** Begin **

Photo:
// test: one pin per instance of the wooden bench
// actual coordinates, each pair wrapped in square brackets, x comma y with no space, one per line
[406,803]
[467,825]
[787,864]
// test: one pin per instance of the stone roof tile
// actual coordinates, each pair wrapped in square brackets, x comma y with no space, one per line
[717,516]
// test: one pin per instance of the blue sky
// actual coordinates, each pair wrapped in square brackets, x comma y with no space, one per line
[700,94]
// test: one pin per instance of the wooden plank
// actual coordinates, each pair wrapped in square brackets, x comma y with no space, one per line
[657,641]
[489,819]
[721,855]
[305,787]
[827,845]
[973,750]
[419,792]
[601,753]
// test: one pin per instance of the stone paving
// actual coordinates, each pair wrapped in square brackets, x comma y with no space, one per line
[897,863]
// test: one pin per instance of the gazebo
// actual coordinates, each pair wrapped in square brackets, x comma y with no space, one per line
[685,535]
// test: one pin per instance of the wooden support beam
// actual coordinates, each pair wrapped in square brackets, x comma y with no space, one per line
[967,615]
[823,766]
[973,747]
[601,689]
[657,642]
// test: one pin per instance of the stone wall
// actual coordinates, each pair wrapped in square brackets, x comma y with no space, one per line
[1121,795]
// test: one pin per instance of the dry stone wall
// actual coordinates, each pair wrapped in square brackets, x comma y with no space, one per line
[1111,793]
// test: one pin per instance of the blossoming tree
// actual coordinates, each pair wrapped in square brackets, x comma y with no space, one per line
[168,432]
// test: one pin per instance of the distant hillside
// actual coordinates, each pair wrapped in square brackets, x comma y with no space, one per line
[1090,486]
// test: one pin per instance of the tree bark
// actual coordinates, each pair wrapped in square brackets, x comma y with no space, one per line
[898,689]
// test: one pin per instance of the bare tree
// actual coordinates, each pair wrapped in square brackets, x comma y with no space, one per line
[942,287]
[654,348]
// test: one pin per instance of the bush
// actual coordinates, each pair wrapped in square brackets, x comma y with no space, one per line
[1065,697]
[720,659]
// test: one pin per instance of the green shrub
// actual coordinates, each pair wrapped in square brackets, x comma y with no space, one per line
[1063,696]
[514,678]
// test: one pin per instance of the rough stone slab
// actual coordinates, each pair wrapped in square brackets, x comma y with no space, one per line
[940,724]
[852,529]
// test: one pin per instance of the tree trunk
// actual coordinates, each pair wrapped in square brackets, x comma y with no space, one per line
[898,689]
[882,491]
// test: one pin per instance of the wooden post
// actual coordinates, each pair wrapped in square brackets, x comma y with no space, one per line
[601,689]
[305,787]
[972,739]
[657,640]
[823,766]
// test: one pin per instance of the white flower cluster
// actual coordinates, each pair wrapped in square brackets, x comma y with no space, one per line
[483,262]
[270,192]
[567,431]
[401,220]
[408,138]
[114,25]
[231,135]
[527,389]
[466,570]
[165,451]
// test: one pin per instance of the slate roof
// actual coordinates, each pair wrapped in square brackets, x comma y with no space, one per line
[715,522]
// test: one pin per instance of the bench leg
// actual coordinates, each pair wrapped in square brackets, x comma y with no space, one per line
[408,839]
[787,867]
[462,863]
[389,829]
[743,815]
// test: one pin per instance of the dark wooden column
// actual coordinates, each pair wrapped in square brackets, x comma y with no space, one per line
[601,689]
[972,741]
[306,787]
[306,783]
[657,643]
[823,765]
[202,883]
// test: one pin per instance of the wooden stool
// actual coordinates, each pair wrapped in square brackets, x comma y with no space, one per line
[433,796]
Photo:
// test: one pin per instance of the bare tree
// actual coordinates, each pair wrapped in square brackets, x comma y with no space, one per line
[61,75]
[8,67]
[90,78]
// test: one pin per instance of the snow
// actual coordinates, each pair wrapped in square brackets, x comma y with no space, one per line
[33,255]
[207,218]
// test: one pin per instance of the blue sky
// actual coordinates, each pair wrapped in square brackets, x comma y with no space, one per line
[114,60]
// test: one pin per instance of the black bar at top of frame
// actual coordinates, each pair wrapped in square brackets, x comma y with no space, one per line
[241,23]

** End **

§ GIVEN REQUEST:
Output the listing above exactly as it appears.

§ TASK OUTPUT:
Photo:
// test: one pin per instance of the wooden bench
// actual coordinates, each pair wrapped in square brackets, x comma y with no space, one per line
[406,803]
[467,825]
[787,864]
// test: one pin per instance of the stone roof tile
// actual coordinates, each pair wrapped in square brackets, x comma y with no space, one per line
[717,516]
// test: one pin per instance of the blue sky
// actual coordinates, each pair wrapped in square brackets, x comma y with no space, one per line
[700,94]
// test: one pin per instance of the wooden plank
// actual coordinates, each pair wrapped in square brackets, x comma y with no space, one per line
[657,641]
[489,819]
[721,855]
[305,787]
[827,845]
[973,750]
[419,792]
[601,753]
// test: one pin per instance of the stone paving
// actual coordinates, each pair wrapped in square brackets, x comma y with no space, one per line
[897,863]
// test: one pin per instance of the gazebo
// actual coordinates, each pair wrapped in square brackets, x comma y with no space, one per line
[685,535]
// test: one pin per instance of the wooden support beam
// actual coordinates, each pair wrapped in square brackets, x comma y with no space, one per line
[967,615]
[823,766]
[973,747]
[601,689]
[657,642]
// test: one pin per instance of the stone wall
// actual coordinates, each pair wrapped in square brackets, x comma y with no space, one per line
[1121,795]
// test: one pin per instance of the dry stone wall
// actual coordinates, each pair wrapped in square brackets, x comma y with no space, one per line
[1111,793]
// test: one pin per instance of the blossoming tree
// actual coordinates, each pair wrapped in square brackets, x comma y with no space, one per line
[168,432]
// test: one pin per instance of the distant hillside
// actual coordinates, each pair wrapped in square brackets, x comma y with no space, one per line
[1090,486]
// test: one pin per instance of the tree bark
// actual coordinates, each pair wrapped in square brackets, x comma y with no space, one per line
[898,689]
// test: one pin per instance of the bare tree
// actual coordinates, each pair wrapped in square brackets, x comma y with no space, one per line
[942,287]
[654,348]
// test: one pin per instance of the bush
// actual coordinates, each pair wrapped in square brackets, x comma y with no space, one per line
[1065,697]
[720,659]
// test: one pin per instance of the green shrub
// actual coordinates, each pair wrapped in square brackets, x comma y with no space, one per line
[1063,696]
[514,678]
// test: one pin per instance of the rough stone slab
// actual coordinates, each pair wrapped in square brackets, x comma y with no space, one per line
[940,724]
[852,529]
// test: one pin per instance of the tree trunk
// actual coordinates, each pair wrapped in square brackets, x comma y with no space, one per line
[898,689]
[882,491]
// test: one pin per instance of the wooden post
// actual coordinates, each pair wrapped in square brackets, x comma y with no space, one per line
[601,689]
[305,787]
[972,739]
[657,640]
[823,766]
// test: one pin per instance of the white flower cluster
// actual coordinates, each pair wrapped in square brackets, x comma y with no space, one per line
[483,262]
[270,192]
[567,431]
[401,220]
[408,138]
[114,25]
[231,135]
[527,389]
[466,570]
[165,451]
// test: one pin per instance of the slate roof
// actual coordinates, each pair wrapped in square brackets, x comma y with no space, one per line
[715,522]
// test: one pin per instance of the bench leg
// actual coordinates, each pair wrapped in square brackets, x comma y with no space, one per line
[408,839]
[787,867]
[462,863]
[389,829]
[743,815]
// test: one pin per instance of the dark wooden column
// actual coordinates, each pair wrapped in square brackets, x comma y with no space, one per line
[601,689]
[972,741]
[306,787]
[306,783]
[657,643]
[823,765]
[202,883]
// test: one pin per instance of the wooden stool
// actual coordinates, each pair wrapped in square brackets, x comma y with no space, one per line
[433,796]
Photo:
// test: one pin per instance of the bare tree
// actual coordinates, each pair wrapped in square brackets, x comma y with no space, one per line
[61,75]
[8,67]
[90,78]
// test: one pin per instance of the snow
// actual coordinates, each pair wrapped in square brackets, x comma y with no space, one per line
[33,255]
[207,218]
// test: one pin per instance of the blue sky
// actual coordinates, each pair wrapped in square brackets, x comma y with no space, one per line
[114,60]
// test: one pin per instance of the black bar at top of frame
// actual coordinates, each pair wrapped in square brackets, x comma y with no space, one per line
[241,23]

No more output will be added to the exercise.